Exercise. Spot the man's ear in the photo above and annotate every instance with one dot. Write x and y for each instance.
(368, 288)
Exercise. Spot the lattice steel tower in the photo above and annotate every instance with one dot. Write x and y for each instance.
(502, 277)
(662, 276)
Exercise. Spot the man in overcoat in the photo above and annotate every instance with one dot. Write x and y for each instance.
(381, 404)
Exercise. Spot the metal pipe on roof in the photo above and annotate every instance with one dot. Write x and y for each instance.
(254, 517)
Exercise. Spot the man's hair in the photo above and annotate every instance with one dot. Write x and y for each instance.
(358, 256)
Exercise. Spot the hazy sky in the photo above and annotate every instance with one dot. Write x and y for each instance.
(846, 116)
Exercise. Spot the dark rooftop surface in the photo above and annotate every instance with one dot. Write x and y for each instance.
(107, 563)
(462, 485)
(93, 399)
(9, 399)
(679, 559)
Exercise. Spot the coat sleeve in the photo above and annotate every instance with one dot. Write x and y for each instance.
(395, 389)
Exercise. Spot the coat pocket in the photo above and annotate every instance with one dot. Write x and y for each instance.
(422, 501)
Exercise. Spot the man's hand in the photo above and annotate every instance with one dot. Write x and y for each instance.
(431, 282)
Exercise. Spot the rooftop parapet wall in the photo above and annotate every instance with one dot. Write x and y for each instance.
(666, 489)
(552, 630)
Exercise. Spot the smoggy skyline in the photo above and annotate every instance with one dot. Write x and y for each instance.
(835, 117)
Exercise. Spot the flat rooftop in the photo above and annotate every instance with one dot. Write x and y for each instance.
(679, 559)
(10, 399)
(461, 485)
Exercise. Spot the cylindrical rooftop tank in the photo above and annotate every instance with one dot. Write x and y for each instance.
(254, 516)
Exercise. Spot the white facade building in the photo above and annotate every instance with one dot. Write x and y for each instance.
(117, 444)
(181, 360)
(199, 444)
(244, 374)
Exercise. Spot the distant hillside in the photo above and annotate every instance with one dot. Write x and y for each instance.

________________________

* _Problem statement_: Take the lines from the one containing "Exercise. Spot the cylindrical" through the end of the entries and write them out again, changing "white" to "gray" and leaving everything else as it is.

* _Task response_:
Exercise. Spot the cylindrical rooftop tank in the photo above and annotate every instance with one dot. Write x and y for each instance.
(254, 516)
Exercise. Spot the gray facade building in the photo above and annotate every instance with one dot. Write x and y for each instance.
(117, 444)
(181, 360)
(199, 444)
(244, 374)
Exercise. Spot the distant hillside in the photo above and annotate every instance with one dot. Write x and y for each instance.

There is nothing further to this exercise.